▽
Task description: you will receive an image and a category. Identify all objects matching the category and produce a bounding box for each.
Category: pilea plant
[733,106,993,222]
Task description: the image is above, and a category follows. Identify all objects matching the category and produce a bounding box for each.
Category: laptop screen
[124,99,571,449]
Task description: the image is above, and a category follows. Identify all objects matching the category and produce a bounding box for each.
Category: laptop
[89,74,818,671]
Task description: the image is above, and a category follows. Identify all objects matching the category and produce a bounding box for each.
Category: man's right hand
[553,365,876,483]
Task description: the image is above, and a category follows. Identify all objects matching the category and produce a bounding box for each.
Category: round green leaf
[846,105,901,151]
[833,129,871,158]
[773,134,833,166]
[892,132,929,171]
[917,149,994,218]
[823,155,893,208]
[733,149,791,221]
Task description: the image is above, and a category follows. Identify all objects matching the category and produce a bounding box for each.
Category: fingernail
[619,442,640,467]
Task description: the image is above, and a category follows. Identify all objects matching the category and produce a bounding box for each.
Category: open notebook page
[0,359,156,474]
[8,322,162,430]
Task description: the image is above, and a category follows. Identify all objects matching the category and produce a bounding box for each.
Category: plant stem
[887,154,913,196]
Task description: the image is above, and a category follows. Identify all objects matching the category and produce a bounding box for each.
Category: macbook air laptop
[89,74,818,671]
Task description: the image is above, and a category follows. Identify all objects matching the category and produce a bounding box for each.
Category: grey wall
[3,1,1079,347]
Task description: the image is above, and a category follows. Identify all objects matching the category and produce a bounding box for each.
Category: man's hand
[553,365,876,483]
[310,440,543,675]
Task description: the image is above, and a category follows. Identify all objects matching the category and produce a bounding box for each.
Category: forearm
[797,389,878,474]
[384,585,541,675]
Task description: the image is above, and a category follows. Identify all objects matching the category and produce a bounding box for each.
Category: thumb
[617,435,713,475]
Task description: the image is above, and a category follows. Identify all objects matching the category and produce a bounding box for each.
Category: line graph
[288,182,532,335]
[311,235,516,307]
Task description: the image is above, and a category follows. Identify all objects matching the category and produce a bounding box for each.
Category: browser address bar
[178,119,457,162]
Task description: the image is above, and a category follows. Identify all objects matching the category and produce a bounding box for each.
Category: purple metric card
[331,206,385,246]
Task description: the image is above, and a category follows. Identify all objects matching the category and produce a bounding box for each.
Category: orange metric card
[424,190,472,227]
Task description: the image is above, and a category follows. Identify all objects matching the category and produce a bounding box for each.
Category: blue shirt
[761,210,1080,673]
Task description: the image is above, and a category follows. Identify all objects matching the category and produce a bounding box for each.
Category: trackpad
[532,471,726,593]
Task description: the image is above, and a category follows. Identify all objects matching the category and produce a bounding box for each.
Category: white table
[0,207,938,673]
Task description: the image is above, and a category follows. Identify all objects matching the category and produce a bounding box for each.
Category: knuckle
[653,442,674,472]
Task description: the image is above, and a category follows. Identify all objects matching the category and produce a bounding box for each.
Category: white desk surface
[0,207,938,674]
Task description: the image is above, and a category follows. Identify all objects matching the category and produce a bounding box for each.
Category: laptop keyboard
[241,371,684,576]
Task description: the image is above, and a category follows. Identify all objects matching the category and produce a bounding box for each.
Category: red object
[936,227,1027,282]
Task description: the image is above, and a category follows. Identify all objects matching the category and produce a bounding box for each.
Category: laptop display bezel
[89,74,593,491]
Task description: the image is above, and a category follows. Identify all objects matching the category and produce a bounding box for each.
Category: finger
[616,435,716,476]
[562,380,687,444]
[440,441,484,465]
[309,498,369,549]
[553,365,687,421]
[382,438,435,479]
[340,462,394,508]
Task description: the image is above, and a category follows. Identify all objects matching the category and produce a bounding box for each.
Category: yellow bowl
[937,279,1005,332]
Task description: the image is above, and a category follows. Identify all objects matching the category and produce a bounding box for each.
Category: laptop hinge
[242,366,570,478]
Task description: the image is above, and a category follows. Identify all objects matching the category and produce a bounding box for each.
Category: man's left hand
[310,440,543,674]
△
* What to do
Every record must be returned exactly.

* Response to the exercise
Task description: you will receive an image and a category. Identify all objects matching the category and produce a bounding box for each.
Category: pilea plant
[733,106,993,222]
Task description: the image is above, and a category follows. Identify all objects matching the category and produce a bounding box for each.
Category: laptop screen
[124,99,571,449]
Task description: the image is above, and a category follows. Identify all objects matching the category and produce a bounding box for each.
Category: laptop
[89,74,818,671]
Task description: the image is above, and a category follows. Identify all objects matching the category and produce a bounding box for each.
Category: man's right hand
[553,365,876,483]
Task description: the image is above, and a category follows. Identify all objects matching the category and produce a bounding box for each.
Category: round green leaf
[846,105,901,151]
[833,129,871,158]
[773,134,833,166]
[892,132,929,171]
[917,149,994,218]
[823,155,893,208]
[733,149,791,221]
Task description: the image is above, and a category follows. Identify all objects matching the category and produce a bounding box for each.
Category: fingernail
[619,442,640,467]
Task description: the image is above, and a category follows. Identify all objects matching the category and produce a bounding box for each.
Category: open notebook page
[0,359,156,474]
[8,322,162,430]
Task description: the image is above, and a category follows. Identify all objects matching the category and produce a bounding box for each.
Category: plant stem
[887,154,913,196]
Task description: the image is above, and a category follows. Identify all objects matching the category and produce a bounding box for each.
Category: macbook air laptop
[89,74,818,671]
Task description: the image is above, and a category follows. Identify all objects matching the category and produce a bounding box for each.
Category: grey wall
[3,1,1079,347]
Task description: the image is above, and a category follows. Identify all objects matching the category and produce a bounding box for each.
Category: man's hand
[553,365,876,483]
[310,440,543,675]
Task description: the image is above, and a category follows. Identify all objects matching the category and produce a bounding box for each.
Category: forearm
[797,389,878,474]
[384,585,541,675]
Task description: the image is above, and a category follows. Identify all objects matching the category and produce a bounding box for each.
Category: thumb
[617,435,713,475]
Task description: the image is above, and a category follows. Identify all objects matching the category and produce a bounding box for each.
Category: line graph
[288,182,532,335]
[311,235,516,307]
Task description: the image is above, and a category follows. Identify all objects matching the category and produce a bounding box for each.
Category: browser address bar
[178,119,457,162]
Task description: the image is above, and a category follows. Identify all objects matching the category and produce a bounding box for each.
Category: purple metric card
[331,206,385,246]
Task description: the image is above, and a category follows. Identify all objects matching the category and produce a bounding box for each.
Category: orange metric card
[424,190,472,227]
Task description: the image is above, and a category follows. Identify all objects matching the category and produce a bounding box for each.
Category: blue shirt
[761,210,1080,673]
Task description: the image is above, and a category follows. Identify all objects matching the category and produce a bounding box for each.
Category: trackpad
[532,471,726,593]
Task description: the image is above, and a category follows. Identify all objects matching the category and produce a bounding box for each.
Category: white table
[0,207,938,673]
Task description: the image is above, and a category follows. Identify all objects matching the category and produce a bounding box for each.
Category: knuckle
[653,442,674,472]
Task description: the image is above, and a category follows. Identify all objects matching the category and produce a bounding box for each.
Category: white desk surface
[0,207,938,674]
Task description: the image is above, and a category follows. Identify all objects matching the category and produce a bounding box for each.
Category: laptop keyboard
[241,371,684,576]
Task description: the image is above, and a category follows. Identify all objects matching the category and produce a bounding box for each.
Category: red object
[936,227,1027,282]
Task description: the image is above, and a category follows. Identify all objects matching the category and produce a bounding box for each.
Category: laptop display bezel
[89,74,593,491]
Task description: the image is above, and a category follows. Identify all objects matching the category and produce a bounding box for each.
Category: finger
[616,435,716,476]
[562,380,687,444]
[440,441,484,465]
[309,498,369,549]
[553,365,687,421]
[382,438,435,479]
[340,462,394,508]
Task description: the image is above, and a category follows. Identify all objects matching the category and produce a bounding box for each.
Category: yellow bowl
[937,279,1005,332]
Task description: the image is above, and a category follows. Identify all objects matching the category and produce a bounding box for each.
Category: laptop hinge
[242,366,570,478]
Task description: the image is above, and a category follows. Identify all objects matching the category and produce a bounding box for each.
Category: man's left hand
[310,440,543,674]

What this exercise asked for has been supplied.